Location identification items:
-- Start --

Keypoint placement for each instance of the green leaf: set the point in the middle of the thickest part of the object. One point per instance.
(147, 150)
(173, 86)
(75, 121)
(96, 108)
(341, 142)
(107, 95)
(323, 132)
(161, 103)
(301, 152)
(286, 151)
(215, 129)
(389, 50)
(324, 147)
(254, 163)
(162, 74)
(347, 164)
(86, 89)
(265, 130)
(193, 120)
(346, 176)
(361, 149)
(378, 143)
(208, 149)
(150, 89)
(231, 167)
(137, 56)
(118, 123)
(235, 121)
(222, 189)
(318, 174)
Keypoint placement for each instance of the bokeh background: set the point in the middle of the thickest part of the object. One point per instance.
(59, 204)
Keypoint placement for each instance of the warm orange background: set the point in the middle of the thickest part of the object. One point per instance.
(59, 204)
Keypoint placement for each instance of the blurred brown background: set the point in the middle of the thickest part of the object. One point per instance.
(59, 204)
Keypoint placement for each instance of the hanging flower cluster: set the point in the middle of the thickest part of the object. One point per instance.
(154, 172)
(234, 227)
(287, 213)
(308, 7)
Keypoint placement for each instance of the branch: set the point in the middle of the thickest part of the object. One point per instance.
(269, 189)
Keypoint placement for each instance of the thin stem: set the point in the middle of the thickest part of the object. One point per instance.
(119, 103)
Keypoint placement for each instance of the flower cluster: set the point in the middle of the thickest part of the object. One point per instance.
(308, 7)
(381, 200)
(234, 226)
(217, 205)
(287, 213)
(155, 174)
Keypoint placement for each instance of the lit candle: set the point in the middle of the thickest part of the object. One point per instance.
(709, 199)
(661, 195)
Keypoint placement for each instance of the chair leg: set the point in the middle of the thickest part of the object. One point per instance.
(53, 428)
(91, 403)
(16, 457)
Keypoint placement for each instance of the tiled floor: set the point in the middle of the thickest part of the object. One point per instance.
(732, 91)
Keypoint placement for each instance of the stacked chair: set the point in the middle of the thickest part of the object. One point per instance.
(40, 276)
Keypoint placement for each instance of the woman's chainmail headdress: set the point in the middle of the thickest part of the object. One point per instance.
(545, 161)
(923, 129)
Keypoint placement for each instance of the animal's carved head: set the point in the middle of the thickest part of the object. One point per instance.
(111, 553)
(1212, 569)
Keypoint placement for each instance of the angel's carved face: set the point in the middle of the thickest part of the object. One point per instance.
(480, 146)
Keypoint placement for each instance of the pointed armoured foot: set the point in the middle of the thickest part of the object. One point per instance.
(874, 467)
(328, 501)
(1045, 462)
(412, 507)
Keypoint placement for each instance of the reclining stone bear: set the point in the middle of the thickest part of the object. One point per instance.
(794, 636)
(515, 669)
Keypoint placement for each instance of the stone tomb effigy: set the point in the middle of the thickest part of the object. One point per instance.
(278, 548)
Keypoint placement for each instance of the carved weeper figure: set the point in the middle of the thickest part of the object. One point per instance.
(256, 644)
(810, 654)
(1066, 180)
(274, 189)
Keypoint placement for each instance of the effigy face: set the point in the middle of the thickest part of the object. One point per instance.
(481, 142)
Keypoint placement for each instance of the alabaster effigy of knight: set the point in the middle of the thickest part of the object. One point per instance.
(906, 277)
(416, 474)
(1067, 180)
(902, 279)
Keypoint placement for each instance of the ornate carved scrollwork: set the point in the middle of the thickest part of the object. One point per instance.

-- End --

Rewrite the rows from the line containing "Keypoint placement for each instance of the pointed" through the last row, changing "effigy" to "statue" and leaving everything else unchanged.

Keypoint placement for each instance of the pointed armoured foot: set the point in the middle of the thickest part of the object. One point per instance.
(874, 467)
(328, 501)
(1045, 462)
(412, 507)
Keypoint placement for each instance of the reclining stone bear: set the point in the middle of the thickest part of the object. One point per instance.
(794, 636)
(515, 669)
Keypoint placement for each instance of the stone tomb statue: set the point in the middle of the thickest part of the object. One point per instance.
(278, 548)
Keypoint placement for each instance of the carved weeper figure: set the point in the middle of the thickest part of the object. One point per instance.
(256, 644)
(810, 654)
(1066, 180)
(274, 189)
Keypoint placement for each instance of the statue face: set the point in the middle of the thickest part of the object. One point per instance.
(481, 142)
Keypoint placement for each instance of the alabaster statue of knight: set the point in the middle of the thickest part of the object. One point per instance.
(906, 277)
(416, 474)
(1067, 180)
(902, 279)
Keypoint placement for each instance of the ornate carved scrollwork: set the point in the middle of the thickest part of the object. One point per instance.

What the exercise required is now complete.